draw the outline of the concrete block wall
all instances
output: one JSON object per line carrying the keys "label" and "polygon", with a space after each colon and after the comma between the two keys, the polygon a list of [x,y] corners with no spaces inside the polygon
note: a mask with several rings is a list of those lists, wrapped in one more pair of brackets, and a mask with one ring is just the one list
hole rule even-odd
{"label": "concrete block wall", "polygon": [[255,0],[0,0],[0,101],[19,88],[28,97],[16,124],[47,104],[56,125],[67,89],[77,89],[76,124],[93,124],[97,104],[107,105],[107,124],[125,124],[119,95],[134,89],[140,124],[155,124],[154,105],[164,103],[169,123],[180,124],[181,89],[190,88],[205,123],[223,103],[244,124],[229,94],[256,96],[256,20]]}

..........

Rewrite the material above with "hole rule" swapped for "fill rule", leaving everything else as it is.

- Written reply:
draw the outline of the concrete block wall
all instances
output: one JSON object per line carrying the keys "label" and "polygon", with a space after each colon and after the comma between the two keys, the polygon a list of [x,y] corners with no spaces inside the polygon
note: a mask with several rings is a list of those lists, wrapped in one more pair of brackets, and a mask with one ring is just the one list
fill rule even-odd
{"label": "concrete block wall", "polygon": [[255,0],[0,0],[0,101],[19,88],[28,97],[16,124],[47,104],[56,125],[67,89],[77,89],[76,124],[93,124],[97,104],[107,105],[107,124],[125,124],[119,95],[134,89],[140,124],[155,124],[154,105],[164,103],[169,123],[180,124],[181,89],[190,88],[205,123],[223,103],[244,124],[229,94],[256,96],[256,20]]}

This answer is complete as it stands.